Problem statement: All records below are to be set down precisely as written, excluding pictures.

Listed records:
# # # # # # #

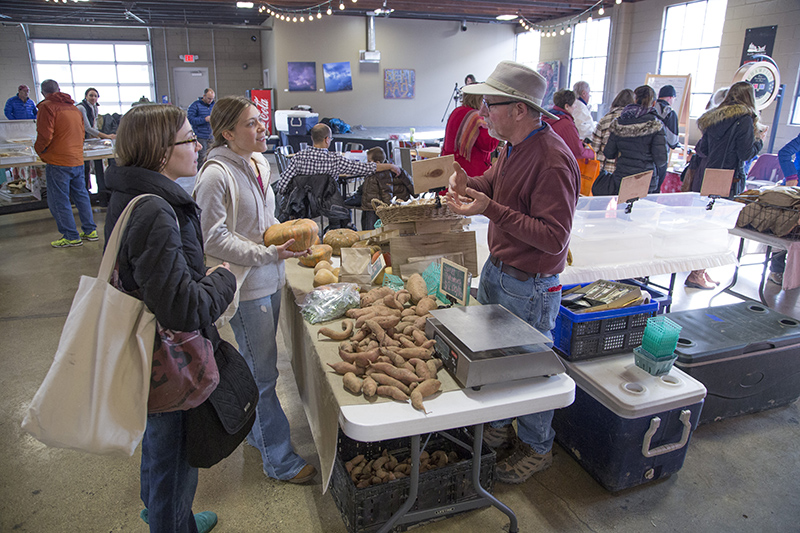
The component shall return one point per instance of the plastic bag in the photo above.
(330, 302)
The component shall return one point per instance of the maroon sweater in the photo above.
(533, 196)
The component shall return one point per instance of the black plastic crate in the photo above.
(579, 336)
(367, 510)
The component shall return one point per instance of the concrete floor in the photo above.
(740, 475)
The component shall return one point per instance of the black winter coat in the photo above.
(638, 144)
(728, 141)
(158, 262)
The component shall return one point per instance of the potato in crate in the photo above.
(367, 509)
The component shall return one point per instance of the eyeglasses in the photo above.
(187, 141)
(490, 104)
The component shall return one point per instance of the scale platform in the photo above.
(485, 344)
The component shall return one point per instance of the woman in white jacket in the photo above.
(238, 206)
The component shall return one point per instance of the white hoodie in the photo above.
(256, 212)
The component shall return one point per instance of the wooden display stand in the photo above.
(424, 241)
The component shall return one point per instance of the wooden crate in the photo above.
(403, 247)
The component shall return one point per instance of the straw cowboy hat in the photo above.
(514, 80)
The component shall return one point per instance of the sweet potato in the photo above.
(403, 296)
(418, 352)
(425, 389)
(397, 373)
(421, 368)
(370, 387)
(431, 364)
(347, 331)
(324, 277)
(426, 305)
(417, 287)
(343, 367)
(392, 392)
(323, 265)
(374, 295)
(353, 383)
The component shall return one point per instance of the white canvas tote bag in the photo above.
(94, 397)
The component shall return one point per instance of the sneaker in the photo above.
(205, 521)
(305, 474)
(499, 437)
(63, 242)
(522, 464)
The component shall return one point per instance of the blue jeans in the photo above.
(168, 483)
(65, 184)
(255, 326)
(534, 303)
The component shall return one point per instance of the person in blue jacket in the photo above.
(786, 155)
(19, 106)
(199, 114)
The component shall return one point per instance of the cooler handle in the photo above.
(685, 417)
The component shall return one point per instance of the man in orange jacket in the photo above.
(59, 143)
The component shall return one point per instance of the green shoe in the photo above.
(63, 242)
(205, 521)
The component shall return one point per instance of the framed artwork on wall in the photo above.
(551, 72)
(337, 76)
(302, 75)
(398, 83)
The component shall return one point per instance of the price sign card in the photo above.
(634, 186)
(455, 281)
(376, 267)
(716, 182)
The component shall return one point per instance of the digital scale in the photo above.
(485, 344)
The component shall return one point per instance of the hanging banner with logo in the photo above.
(262, 98)
(758, 41)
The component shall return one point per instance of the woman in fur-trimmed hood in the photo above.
(731, 135)
(637, 139)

# # # # # # #

Problem solution:
The component shall return one point per instance of the plastic bag in the photo above.
(330, 302)
The component shall return one point per instance of the maroon sweater in the photo above.
(533, 196)
The component shall return one point per instance of the black plastic crate in the photo above.
(579, 336)
(367, 510)
The component shall return one point per instance of the concrete floor in the photo above.
(740, 475)
The component shall return one point per instance of the black winter coat in the photo above.
(638, 144)
(728, 141)
(158, 262)
The component shall return one point per instance of the potato in crate in the photo above.
(367, 509)
The component shall return one point per instance of the eyeglasses in the photo above.
(187, 141)
(490, 104)
The component shall return one point per instance of the scale platform in the photo above.
(485, 344)
The component shall return one point per instance of the woman in white jacket in the photo above.
(238, 206)
The component shall return one point per instance of the white hoodie in the photo above.
(256, 212)
The component shall return one point per instance of the wooden display stand in the photo above.
(424, 241)
The component shall return one point per instance of the wooden crate in the photo above.
(403, 247)
The component shall return one point per instance of the straw cowboy hat in the photo above.
(514, 80)
The component shall return one point per instance of the sweet potato in the photo above.
(403, 296)
(418, 352)
(425, 389)
(397, 373)
(421, 368)
(370, 387)
(431, 364)
(347, 331)
(324, 277)
(426, 305)
(417, 287)
(343, 367)
(392, 392)
(323, 265)
(374, 295)
(353, 383)
The component shall return one point per instance of the white canvas tote bag in the photo above.
(94, 397)
The component shall return one point per instance of the sneaker in the photo above.
(205, 521)
(305, 474)
(499, 437)
(63, 242)
(522, 464)
The component shall return one point per instance of the blue jeans in the photo above.
(168, 483)
(65, 184)
(255, 326)
(534, 303)
The component shall return one point per instance of the person in blue jacket in the photo above.
(786, 155)
(19, 106)
(199, 114)
The component shall return one point per instance of the cooler handle in the photo above.
(685, 417)
The component shall return one point per instance of the man in orange jacket in the photo above.
(59, 143)
The component shall return one point per instance of the green shoe in the photo above.
(63, 242)
(205, 521)
The component shall return one point per instance of the framed artwork on wall in the photo above.
(551, 72)
(337, 76)
(302, 75)
(398, 83)
The component shall return one point per instance of the price sign card in the photo above.
(634, 186)
(455, 281)
(376, 267)
(716, 182)
The component shall return one point per instance of the digital scale in the photo above.
(485, 344)
The component shall return one point per instance of the hanging banner with logo in the photo above.
(262, 98)
(758, 41)
The component shall return one point per instance of the woman in fur-trimmed hood in the photo above.
(731, 135)
(637, 139)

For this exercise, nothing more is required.